### TAREA A REALIZAR
Reescala el tramo de los datos que va desde la línea que contiene "object_class: railing" hasta la que contiene "[80,0,1050,229]", ambas incluidas, y escribe de nuevo todas esas líneas sin saltarte ninguna. Multiplica por 0,5 solo las coordenadas de los recuadros y redondea cada resultado a un número entero, con las mitades hacia arriba.

### DATOS DE ENTRADA
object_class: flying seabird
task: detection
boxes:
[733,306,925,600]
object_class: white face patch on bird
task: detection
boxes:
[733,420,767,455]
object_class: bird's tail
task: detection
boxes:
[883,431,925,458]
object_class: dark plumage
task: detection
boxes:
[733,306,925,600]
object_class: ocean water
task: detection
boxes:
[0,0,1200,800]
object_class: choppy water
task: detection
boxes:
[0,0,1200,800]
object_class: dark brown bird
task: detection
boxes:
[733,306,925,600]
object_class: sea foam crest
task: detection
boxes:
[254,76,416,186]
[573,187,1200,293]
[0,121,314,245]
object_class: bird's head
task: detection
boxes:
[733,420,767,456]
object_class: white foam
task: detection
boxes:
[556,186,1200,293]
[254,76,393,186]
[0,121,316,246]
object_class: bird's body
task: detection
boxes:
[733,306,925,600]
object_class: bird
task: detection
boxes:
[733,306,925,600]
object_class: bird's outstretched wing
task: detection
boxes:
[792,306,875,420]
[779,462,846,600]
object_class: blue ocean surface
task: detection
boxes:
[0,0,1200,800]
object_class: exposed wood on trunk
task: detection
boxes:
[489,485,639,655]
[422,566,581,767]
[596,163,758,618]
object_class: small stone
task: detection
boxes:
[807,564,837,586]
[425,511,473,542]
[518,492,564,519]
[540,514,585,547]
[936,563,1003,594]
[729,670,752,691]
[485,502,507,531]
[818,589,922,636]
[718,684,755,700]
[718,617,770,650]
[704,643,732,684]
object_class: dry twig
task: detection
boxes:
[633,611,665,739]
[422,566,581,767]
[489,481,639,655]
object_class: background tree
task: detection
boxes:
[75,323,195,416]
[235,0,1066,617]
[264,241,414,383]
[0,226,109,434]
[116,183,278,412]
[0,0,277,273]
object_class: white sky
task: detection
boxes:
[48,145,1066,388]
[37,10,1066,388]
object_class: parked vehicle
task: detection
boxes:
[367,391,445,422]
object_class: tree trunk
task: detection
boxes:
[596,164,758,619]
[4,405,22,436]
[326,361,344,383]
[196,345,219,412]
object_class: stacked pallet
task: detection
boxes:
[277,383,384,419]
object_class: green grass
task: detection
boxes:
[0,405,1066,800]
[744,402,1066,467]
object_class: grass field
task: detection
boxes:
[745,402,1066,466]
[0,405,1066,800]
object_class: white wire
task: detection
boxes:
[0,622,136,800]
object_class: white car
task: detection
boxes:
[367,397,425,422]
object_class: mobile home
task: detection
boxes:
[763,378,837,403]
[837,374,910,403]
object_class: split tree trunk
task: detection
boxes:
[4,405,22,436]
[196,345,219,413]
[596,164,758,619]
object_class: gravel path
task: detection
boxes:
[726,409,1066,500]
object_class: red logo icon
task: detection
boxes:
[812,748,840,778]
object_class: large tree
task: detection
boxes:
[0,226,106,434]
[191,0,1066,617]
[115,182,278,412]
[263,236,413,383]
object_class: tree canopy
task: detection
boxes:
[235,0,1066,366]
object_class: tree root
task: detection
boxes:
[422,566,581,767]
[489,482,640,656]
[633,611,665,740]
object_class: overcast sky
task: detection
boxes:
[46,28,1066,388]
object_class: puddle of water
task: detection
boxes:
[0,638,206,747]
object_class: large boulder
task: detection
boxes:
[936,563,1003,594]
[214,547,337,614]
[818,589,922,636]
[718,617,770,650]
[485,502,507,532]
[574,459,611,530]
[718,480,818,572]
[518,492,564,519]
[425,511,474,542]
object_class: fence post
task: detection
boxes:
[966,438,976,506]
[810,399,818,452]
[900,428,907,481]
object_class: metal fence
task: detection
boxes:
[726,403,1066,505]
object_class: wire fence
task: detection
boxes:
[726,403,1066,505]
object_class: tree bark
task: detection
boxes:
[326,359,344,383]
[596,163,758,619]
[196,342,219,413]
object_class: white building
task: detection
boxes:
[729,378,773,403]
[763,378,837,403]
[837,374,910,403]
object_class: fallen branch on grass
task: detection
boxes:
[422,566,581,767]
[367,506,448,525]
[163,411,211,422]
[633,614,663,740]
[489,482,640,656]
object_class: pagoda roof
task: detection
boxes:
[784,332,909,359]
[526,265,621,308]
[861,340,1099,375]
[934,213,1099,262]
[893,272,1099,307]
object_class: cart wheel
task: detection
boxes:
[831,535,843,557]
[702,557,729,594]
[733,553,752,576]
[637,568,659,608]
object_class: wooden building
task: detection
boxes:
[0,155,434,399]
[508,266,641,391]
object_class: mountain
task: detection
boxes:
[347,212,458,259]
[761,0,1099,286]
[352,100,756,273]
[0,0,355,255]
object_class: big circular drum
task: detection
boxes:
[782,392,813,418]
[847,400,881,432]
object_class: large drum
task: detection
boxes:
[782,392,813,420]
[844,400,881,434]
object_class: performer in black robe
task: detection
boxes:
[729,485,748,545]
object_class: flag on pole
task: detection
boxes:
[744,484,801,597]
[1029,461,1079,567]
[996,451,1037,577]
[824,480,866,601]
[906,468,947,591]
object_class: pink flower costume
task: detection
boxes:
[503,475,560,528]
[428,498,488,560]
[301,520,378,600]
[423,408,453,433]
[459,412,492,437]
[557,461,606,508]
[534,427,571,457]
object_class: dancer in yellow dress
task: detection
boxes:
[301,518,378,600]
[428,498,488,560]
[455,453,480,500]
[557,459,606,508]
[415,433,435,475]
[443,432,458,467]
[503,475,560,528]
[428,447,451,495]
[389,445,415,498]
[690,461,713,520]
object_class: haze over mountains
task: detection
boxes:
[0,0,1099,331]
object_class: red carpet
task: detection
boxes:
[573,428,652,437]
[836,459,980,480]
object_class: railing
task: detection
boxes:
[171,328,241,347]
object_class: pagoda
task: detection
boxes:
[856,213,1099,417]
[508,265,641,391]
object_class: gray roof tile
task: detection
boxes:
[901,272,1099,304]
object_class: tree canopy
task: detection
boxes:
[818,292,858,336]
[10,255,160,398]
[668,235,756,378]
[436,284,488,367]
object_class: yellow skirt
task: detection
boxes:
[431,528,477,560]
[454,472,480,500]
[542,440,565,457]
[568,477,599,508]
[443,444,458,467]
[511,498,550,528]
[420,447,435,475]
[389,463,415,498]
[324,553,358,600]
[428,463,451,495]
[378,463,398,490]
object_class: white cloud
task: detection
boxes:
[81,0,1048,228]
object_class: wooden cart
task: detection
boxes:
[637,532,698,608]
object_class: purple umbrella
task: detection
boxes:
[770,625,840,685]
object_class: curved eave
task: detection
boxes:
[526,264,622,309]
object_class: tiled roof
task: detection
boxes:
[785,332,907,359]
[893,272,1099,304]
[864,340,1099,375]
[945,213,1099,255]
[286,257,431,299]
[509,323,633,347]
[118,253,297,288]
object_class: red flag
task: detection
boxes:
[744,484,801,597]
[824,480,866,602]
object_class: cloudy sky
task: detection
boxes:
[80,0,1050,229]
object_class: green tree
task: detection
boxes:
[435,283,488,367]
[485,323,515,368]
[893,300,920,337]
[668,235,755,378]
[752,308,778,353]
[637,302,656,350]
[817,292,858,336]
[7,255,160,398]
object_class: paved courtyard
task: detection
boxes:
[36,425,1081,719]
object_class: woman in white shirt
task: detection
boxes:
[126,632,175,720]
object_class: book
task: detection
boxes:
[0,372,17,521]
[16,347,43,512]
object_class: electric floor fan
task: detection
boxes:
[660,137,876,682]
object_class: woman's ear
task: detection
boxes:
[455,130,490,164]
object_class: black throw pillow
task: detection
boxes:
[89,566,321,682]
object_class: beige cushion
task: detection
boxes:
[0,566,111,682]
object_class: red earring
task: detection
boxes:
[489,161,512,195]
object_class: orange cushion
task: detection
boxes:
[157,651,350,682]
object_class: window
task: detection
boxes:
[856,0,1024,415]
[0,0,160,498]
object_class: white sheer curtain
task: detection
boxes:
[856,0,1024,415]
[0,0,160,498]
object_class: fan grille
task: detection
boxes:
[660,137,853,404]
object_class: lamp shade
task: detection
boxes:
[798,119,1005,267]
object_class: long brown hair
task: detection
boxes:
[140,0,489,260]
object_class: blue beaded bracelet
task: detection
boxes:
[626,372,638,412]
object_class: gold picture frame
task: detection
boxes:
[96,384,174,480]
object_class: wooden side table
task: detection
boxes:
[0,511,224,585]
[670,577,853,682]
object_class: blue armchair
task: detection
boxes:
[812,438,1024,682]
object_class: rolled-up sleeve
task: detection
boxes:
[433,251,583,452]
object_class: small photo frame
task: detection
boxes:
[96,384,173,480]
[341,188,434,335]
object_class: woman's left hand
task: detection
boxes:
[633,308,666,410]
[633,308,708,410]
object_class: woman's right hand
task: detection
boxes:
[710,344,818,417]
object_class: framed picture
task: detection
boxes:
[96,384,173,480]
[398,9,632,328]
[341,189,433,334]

### PROBLEMA RESUELTO
object_class: railing
task: detection
boxes:
[86,164,121,174]
object_class: pagoda
task: detection
boxes:
[428,107,550,209]
[254,133,321,196]
object_class: gray roof tile
task: detection
boxes:
[451,136,550,152]
object_class: tree canopy
task: detection
boxes:
[409,146,429,168]
[5,128,80,199]
[334,118,378,189]
[218,142,244,184]
object_class: yellow skirt
task: detection
boxes:
[216,264,239,280]
[227,236,240,250]
[271,220,283,229]
[284,239,300,254]
[222,222,229,234]
[256,249,275,264]
[210,224,218,238]
[195,232,208,249]
[162,277,179,300]
[214,232,226,248]
[189,232,199,245]
object_class: white cloud
task: detection
boxes:
[41,0,524,114]
object_class: wooden cart
task: detection
boxes:
[319,266,349,304]
object_class: purple umbrella
task: detection
boxes:
[385,313,420,343]
object_class: curved eave
task: detection
boxes:
[263,132,311,155]
object_class: tiled roof
task: detection
boxes:
[393,166,454,180]
[447,136,550,152]
[432,170,550,188]
[473,107,550,128]
[143,129,216,150]
[255,162,317,174]
[59,127,149,144]
object_class: red flag
task: detection
boxes:
[372,242,401,299]
[412,240,433,301]
object_class: cloudy sky
task: detection
boxes:
[40,0,525,115]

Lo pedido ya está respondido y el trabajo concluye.